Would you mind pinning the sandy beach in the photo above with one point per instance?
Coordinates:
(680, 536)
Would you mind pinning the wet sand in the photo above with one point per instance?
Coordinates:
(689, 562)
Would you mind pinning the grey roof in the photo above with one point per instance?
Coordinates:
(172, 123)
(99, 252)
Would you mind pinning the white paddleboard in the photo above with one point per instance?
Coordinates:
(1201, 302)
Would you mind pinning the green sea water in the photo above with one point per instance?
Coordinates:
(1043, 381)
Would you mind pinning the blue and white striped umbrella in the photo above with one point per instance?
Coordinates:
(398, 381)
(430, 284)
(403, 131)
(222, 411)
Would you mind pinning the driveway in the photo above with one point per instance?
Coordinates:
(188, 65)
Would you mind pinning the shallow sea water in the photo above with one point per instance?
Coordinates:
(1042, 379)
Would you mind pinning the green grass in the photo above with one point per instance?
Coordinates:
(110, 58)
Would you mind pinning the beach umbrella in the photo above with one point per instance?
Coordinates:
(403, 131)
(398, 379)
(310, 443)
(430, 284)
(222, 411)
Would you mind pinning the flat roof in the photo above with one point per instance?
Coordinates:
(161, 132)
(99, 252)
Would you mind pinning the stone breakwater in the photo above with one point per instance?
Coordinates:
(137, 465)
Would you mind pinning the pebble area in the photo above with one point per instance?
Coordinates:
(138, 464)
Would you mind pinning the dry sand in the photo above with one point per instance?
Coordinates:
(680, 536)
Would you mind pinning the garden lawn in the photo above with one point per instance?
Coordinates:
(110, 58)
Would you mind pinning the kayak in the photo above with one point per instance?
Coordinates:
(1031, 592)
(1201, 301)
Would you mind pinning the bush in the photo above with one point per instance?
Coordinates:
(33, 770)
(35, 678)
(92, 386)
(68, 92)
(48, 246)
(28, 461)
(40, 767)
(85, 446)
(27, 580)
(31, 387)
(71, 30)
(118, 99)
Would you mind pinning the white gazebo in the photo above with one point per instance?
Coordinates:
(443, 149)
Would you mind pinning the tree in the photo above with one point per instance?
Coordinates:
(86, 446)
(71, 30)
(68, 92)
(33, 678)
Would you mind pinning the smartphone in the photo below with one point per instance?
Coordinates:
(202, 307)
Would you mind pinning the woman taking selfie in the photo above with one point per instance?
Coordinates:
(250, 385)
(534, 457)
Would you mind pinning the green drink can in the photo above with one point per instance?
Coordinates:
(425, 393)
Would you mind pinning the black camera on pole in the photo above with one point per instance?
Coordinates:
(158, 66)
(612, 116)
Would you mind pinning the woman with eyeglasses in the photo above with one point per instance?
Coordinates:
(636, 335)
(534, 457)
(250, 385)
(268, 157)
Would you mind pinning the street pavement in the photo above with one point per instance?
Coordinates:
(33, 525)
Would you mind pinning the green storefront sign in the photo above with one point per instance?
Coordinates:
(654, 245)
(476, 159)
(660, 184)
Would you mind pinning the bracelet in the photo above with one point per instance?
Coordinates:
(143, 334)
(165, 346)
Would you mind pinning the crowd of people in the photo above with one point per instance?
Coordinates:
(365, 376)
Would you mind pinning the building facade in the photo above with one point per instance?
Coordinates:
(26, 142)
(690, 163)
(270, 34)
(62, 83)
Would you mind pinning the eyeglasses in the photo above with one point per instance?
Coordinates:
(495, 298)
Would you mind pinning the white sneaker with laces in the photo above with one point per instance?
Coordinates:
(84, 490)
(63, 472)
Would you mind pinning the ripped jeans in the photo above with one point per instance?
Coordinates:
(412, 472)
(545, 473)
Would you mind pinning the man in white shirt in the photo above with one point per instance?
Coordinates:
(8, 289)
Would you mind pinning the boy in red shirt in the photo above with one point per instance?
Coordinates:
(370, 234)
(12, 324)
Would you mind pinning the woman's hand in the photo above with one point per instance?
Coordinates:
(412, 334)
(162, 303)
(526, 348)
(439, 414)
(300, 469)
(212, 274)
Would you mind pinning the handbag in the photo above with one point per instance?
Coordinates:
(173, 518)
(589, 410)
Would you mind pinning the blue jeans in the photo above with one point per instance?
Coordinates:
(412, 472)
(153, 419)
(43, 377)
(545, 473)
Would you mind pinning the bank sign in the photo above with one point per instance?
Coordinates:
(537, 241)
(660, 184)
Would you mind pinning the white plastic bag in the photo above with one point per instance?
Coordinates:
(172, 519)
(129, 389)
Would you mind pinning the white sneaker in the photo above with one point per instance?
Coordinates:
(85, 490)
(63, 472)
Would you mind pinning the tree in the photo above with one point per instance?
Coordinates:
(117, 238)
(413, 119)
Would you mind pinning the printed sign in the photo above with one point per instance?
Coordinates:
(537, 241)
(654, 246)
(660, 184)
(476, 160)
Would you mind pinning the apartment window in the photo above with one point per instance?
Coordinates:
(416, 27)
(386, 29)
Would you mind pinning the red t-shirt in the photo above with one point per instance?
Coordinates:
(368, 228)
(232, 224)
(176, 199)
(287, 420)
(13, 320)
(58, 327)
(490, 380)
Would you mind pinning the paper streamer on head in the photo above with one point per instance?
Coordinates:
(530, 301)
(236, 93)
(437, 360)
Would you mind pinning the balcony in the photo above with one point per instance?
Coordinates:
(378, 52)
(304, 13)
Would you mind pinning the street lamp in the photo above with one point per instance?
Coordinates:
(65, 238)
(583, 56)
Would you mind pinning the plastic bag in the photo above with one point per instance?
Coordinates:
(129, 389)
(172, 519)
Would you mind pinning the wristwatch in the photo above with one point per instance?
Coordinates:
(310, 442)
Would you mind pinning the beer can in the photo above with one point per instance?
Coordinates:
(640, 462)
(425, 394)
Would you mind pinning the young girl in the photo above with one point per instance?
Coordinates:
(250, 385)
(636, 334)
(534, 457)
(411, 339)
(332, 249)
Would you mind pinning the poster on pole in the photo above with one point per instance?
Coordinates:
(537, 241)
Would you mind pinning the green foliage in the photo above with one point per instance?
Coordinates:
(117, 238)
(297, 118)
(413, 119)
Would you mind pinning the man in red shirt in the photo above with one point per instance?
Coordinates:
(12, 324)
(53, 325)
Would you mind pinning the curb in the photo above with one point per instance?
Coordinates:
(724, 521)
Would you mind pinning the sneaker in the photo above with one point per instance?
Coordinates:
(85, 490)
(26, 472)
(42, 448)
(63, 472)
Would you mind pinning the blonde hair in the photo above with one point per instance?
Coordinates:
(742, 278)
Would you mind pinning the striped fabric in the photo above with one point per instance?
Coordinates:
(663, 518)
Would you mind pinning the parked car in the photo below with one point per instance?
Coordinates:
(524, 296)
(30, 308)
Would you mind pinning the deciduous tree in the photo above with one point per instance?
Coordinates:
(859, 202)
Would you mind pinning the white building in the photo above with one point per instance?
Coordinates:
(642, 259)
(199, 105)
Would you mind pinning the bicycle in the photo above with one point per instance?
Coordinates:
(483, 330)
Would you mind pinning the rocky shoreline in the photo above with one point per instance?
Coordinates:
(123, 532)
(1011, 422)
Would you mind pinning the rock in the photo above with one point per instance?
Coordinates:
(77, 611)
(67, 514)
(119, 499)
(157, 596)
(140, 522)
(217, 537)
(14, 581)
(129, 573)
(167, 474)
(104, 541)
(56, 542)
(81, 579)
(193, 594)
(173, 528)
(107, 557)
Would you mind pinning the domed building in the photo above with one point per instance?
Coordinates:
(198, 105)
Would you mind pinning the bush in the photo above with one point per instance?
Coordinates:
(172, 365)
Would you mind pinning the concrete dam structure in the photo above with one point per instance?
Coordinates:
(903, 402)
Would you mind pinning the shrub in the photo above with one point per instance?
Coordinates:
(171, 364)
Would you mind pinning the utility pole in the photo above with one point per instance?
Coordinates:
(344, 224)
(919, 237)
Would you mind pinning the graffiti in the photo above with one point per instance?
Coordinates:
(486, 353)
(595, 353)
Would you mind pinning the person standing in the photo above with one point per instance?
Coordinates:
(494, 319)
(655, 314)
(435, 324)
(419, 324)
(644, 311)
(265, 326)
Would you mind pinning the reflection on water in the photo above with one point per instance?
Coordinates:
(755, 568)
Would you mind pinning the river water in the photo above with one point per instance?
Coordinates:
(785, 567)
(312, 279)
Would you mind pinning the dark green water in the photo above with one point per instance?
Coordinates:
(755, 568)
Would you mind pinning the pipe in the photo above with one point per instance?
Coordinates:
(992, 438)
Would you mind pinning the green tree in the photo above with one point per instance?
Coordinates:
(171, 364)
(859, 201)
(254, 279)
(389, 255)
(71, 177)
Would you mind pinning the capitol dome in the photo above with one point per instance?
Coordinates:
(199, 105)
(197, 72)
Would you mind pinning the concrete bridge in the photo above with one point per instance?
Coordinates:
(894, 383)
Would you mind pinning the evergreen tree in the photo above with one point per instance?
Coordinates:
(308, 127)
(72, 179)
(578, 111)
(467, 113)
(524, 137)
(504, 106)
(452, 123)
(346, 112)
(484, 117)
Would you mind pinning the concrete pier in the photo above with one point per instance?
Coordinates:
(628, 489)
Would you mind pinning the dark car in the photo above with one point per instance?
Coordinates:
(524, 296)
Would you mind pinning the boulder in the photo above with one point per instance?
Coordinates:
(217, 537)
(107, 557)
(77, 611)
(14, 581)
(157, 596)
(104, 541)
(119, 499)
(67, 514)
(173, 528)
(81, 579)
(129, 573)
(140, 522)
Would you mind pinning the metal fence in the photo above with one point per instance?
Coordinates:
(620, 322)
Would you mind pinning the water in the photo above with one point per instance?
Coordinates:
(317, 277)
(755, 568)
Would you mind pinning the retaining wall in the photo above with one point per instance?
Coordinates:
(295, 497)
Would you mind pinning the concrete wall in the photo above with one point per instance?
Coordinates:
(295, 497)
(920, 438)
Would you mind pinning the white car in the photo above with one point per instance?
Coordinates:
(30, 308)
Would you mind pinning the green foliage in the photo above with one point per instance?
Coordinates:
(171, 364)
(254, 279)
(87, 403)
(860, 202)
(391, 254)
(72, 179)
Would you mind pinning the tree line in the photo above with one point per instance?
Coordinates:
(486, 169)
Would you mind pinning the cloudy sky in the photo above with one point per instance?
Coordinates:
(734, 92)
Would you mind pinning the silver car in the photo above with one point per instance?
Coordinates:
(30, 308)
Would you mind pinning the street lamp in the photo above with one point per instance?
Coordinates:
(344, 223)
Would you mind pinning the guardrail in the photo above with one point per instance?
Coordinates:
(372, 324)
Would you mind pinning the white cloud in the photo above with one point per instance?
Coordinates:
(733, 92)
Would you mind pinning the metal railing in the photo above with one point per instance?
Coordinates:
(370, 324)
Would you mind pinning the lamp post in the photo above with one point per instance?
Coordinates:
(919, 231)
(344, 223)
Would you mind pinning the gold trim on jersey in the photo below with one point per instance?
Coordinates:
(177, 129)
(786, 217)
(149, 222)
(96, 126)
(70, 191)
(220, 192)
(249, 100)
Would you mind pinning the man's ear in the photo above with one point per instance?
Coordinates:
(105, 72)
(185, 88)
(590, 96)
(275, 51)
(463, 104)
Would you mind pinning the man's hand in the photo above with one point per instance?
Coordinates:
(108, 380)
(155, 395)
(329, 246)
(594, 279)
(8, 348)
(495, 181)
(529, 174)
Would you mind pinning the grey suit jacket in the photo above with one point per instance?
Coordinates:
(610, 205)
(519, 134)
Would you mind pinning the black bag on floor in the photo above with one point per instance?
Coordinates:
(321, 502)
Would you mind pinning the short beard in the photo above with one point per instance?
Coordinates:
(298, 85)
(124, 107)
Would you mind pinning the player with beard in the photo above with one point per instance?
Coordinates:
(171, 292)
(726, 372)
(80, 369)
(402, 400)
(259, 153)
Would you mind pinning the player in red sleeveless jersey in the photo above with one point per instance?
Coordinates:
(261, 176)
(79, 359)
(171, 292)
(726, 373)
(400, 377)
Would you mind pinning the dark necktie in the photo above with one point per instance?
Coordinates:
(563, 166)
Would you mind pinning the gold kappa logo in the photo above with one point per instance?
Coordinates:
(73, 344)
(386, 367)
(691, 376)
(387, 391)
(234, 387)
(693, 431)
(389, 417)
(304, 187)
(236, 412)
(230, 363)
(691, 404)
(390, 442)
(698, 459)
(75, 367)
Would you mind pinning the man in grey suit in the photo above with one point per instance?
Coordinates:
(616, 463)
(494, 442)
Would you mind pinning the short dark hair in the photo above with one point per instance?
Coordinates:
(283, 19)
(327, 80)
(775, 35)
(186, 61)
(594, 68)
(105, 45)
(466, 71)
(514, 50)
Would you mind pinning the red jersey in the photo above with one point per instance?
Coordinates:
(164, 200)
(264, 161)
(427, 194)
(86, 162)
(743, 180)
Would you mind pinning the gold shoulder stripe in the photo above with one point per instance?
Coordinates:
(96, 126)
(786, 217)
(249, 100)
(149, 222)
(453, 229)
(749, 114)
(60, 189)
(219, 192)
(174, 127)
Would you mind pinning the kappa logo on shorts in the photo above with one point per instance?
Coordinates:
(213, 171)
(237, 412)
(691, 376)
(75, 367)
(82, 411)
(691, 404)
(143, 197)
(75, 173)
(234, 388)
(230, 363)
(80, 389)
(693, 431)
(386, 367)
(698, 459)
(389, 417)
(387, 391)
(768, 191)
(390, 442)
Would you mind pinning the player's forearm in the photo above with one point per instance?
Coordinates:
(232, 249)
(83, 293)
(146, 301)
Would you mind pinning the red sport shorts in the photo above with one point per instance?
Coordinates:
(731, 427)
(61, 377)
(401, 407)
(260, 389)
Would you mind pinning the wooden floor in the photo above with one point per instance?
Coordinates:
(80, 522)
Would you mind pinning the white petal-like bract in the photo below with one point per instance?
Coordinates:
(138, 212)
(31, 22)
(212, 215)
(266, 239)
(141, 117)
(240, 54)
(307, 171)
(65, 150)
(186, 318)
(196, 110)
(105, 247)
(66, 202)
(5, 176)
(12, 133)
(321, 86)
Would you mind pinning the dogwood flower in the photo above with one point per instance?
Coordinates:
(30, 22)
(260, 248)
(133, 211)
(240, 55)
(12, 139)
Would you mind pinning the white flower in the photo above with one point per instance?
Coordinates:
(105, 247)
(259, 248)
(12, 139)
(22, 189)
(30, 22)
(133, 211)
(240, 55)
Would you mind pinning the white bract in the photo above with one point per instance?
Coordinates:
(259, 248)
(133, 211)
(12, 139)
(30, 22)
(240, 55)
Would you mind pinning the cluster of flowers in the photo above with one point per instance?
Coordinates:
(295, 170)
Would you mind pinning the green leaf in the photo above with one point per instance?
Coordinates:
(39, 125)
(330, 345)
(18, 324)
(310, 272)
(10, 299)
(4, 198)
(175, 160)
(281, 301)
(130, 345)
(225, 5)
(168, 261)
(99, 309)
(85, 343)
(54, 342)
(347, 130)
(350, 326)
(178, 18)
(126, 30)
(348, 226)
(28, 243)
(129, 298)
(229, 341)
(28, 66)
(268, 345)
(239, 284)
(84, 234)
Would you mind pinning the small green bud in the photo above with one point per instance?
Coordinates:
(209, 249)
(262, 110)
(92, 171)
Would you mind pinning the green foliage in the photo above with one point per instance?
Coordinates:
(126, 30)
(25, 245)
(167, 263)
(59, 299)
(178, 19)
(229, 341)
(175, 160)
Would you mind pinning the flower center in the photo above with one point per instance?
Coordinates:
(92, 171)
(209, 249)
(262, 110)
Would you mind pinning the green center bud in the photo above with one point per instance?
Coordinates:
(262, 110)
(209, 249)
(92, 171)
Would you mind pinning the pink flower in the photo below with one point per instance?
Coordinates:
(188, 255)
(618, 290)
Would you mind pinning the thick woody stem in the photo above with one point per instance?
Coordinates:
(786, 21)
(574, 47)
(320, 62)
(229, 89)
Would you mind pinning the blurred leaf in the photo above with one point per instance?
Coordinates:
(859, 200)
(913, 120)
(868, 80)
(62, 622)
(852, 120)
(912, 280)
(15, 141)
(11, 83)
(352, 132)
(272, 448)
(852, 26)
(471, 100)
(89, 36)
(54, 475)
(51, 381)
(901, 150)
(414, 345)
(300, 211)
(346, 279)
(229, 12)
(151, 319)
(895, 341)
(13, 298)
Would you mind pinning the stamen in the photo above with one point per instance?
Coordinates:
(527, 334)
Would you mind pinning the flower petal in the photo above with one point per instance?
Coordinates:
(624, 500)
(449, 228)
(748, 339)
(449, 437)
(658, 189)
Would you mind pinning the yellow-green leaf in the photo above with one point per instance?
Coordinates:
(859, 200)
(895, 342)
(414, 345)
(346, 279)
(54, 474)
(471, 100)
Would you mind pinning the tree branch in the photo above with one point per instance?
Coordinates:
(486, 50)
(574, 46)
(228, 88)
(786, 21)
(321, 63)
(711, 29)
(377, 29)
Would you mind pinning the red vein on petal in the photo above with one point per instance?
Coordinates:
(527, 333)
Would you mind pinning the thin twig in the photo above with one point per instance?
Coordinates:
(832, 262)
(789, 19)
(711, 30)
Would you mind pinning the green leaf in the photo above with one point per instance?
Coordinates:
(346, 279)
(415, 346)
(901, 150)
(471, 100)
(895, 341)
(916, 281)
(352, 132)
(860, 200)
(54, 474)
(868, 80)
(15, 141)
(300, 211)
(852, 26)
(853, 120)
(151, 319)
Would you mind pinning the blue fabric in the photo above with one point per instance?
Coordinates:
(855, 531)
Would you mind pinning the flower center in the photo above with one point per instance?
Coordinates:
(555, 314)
****
Lines from the one containing "Would you mind pinning the flower petal" through the final line are to be given again verbatim, with nothing before or after.

Would you mind pinning the flower petal in the photo above with one point per instance?
Coordinates:
(624, 500)
(449, 228)
(748, 339)
(449, 437)
(658, 189)
Would you mind pinning the yellow-green leaf in the photo above with one point per instance?
Coordinates:
(859, 200)
(895, 342)
(414, 345)
(346, 279)
(54, 474)
(471, 100)
Would you mind pinning the tree branch in the photo above with one point per instance?
Coordinates:
(486, 50)
(574, 46)
(228, 88)
(786, 21)
(321, 63)
(711, 29)
(377, 29)
Would you mind pinning the red vein on petal in the photo above with one point per instance?
Coordinates:
(527, 333)
Would you mind pinning the thin twig in the photo above with one point per instance?
Coordinates:
(832, 262)
(789, 19)
(711, 30)
Would you mind pinning the green leaf in the photo above with one point per instance?
Coordinates:
(346, 279)
(415, 346)
(901, 150)
(471, 100)
(895, 341)
(916, 281)
(352, 132)
(860, 200)
(54, 474)
(868, 80)
(15, 141)
(300, 211)
(852, 26)
(853, 120)
(151, 319)
Would you mind pinning the blue fabric in the photo above with one point per instance?
Coordinates:
(855, 531)
Would you mind pinning the flower center in the photo above with one point per instance?
Coordinates:
(555, 314)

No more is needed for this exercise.